- [Parts of the exercise]:
1 - Do the following statements agree with the passage about Paul at the Areopagus? For each, answer yes or no and quote the words of the passage that decide it. (a) The passage says with certainty that the Greek poet was Epimenides of Crete. (b) The passage says mankind managed to bridge the gap to the unknown God through philosophy. (c) The passage says Paul offered the Areopagus hope.
2 - Transcribe the passage about Paul at the Areopagus from "Mankind has obviously" up to and including "and true God.".
3 - Can you go on with the passage about Paul at the Areopagus from the point where it stops?

- [Page extract]:

───

So, Paul bridges to the true truth. Despite the broken relationship, the Lord has always been close (Ps. 145:18; Jer. 23:23–24). The Greek poet (maybe Epimenides of Crete) touches upon this true truth, having said, “‘In him we live and move and have our being” (v. 28). How closer can one get? The broken relationship with the God that is always near also indicates that something must be done in order to heal the relationship.
Mankind has obviously failed at this point, unable to bridge the gap to the unknown God through religion or philosophy. Indeed, as Paul points out in v. 29, their efforts are ridiculous, foolish, in thinking “gold or silver or stone, an image formed by the art and imagination of man,” can somehow encompass the Divine being of the living and true God.
Even more, through the audacity of idolatry, they have wronged God. To think that man, made in God’s image, would dare make images of the Divine? Their blindness to the Lord requires that their images were false. And, considering the completeness of God, as Paul has revealed, the incompleteness of the gods they had made is evidence that those were not gods. The logical conclusion was that, due to their ignorance (having wronged the one, true, living God), mankind was out of sync with the Lord’s character and what he rightly demands of them. So it was that Paul touched on that third question of philosophy, the question of man and his dilemma (morals).
Now, having revealed the unknown God to the Areopagus and the nature of their problem concerning him, Paul did not leave them hanging. He offered them hope, the hope for which they’d been crying all along. Verses 30-31:
30 The times of ignorance God overlooked, but now he commands all people everywhere to repent, 31 because he has fixed a day on which he will judge the world in righteousness by a man whom he has appointed; and of this he has given assurance to all by raising him from the dead.”

───

- [Data lines]:
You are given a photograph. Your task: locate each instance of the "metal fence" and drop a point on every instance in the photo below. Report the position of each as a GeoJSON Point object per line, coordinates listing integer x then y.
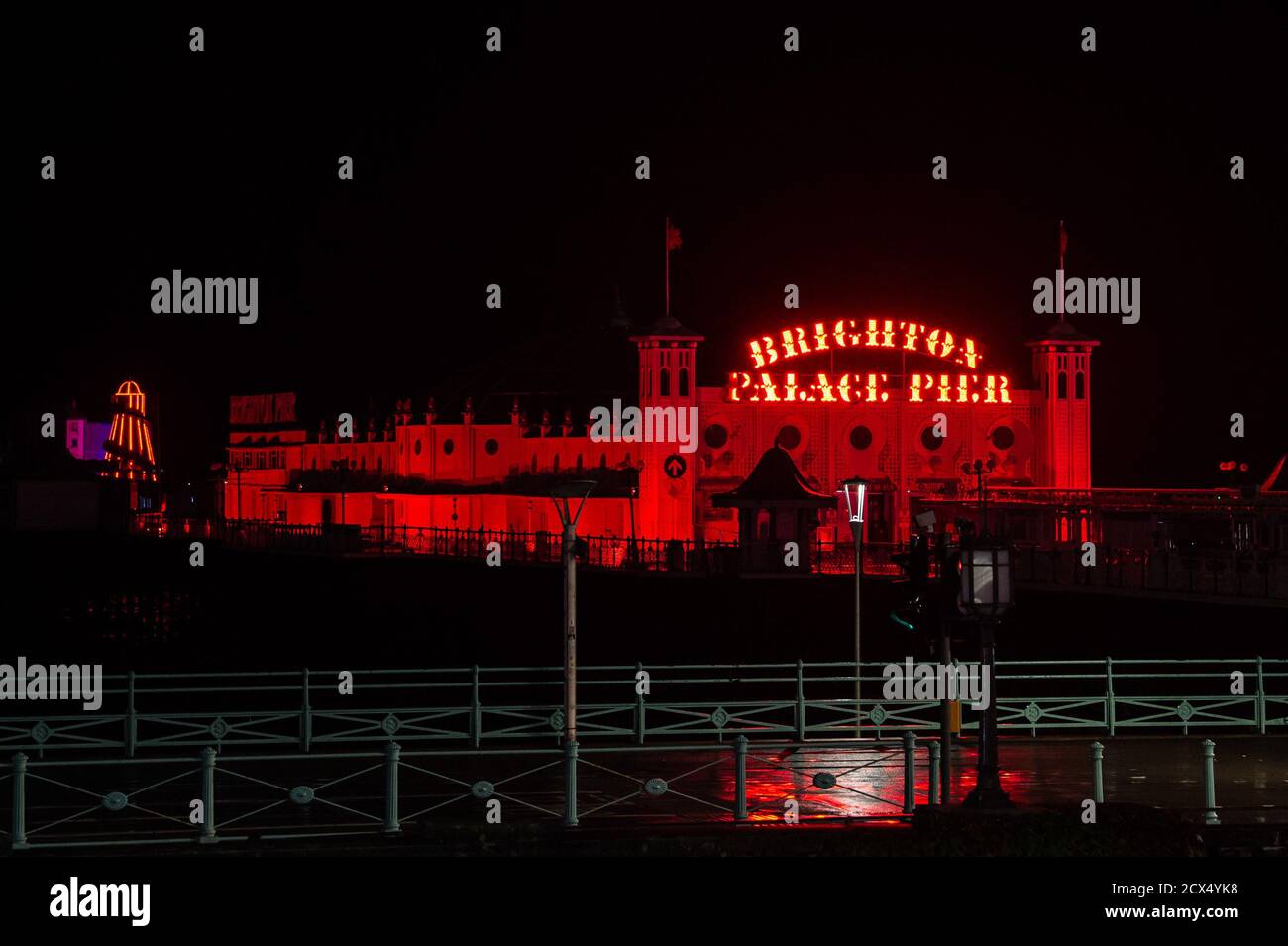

───

- [Responses by task]:
1 -
(a) No: "The Greek poet (maybe Epimenides of Crete)"
(b) No: "Mankind has obviously failed at this point, unable to bridge the gap to the unknown God through religion or philosophy."
(c) Yes: "He offered them hope, the hope for which they’d been crying all along."

2 -
Mankind has obviously failed at this point, unable to bridge the gap to the unknown God through religion or philosophy. Indeed, as Paul points out in v. 29, their efforts are ridiculous, foolish, in thinking “gold or silver or stone, an image formed by the art and imagination of man,” can somehow encompass the Divine being of the living and true God.

3 -
Although wronged, we know of the Lord’s patience, his forbearance, his mercy, by his overlooking, for a time, mankind’s ignorance concerning him, which would include their idolatry and immorality (Rom. 3:25). Hence, we know the kindness of God, which is meant to lead to repentance (Rom. 2:4). God is not unjust, however. He is a just and righteous God, as evidenced by his fixing a day for judgment. So, while God may not have judged mankind for its idolatry, as severely as he might have, that time had come to an end. Judgment is coming.
How do we know judgment is coming? How do we know we need to repent? Paul, again, appeals to historical epistemology. We know because God raised Jesus Christ from the dead, the man whom God appointed to judge the world. The historical fact of Jesus’ resurrection is how we know that judgment is coming and that the need to repent is urgent. God has acted in history to correct the problem of the broken relationship. They dare not wait; they must repent.
It is at this point the members of the Areopagus had had enough. The idea of resurrection was too far, and there were limited, if, in fact, zero anchor points for resurrection in Greek philosophy. So, they ended the meeting, shutting Paul down.